● Суть задания: Перепечатайте без изменений строки, начиная со строки, содержащей «compact like (137,229).», и заканчивая последней строкой включительно.

#### Исходные строки

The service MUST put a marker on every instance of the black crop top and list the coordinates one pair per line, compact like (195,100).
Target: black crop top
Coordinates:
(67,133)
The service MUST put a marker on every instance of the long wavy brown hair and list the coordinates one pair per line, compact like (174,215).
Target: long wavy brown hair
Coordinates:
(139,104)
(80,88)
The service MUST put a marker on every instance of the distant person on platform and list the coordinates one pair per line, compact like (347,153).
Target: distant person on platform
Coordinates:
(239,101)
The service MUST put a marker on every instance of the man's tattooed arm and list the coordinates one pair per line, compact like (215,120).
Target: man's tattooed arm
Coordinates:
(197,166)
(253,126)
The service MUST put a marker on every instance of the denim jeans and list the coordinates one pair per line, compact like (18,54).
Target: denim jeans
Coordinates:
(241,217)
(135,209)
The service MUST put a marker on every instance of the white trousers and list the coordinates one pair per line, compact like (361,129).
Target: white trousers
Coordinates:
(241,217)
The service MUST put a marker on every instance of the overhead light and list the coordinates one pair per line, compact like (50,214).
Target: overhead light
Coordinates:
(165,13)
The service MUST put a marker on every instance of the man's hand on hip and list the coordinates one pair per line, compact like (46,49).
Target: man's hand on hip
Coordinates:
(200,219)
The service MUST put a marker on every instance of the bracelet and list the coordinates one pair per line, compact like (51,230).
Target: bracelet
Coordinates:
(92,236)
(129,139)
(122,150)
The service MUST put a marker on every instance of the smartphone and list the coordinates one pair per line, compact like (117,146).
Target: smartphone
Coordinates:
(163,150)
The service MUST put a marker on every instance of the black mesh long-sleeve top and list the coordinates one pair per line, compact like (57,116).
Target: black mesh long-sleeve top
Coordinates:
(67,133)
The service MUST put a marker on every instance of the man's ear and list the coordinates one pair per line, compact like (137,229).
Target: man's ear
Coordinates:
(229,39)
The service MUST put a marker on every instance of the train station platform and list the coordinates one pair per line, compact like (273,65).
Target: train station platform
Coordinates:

########

● Результат:
The service MUST put a marker on every instance of the man's ear and list the coordinates one pair per line, compact like (137,229).
Target: man's ear
Coordinates:
(229,39)
The service MUST put a marker on every instance of the train station platform and list the coordinates one pair per line, compact like (273,65).
Target: train station platform
Coordinates:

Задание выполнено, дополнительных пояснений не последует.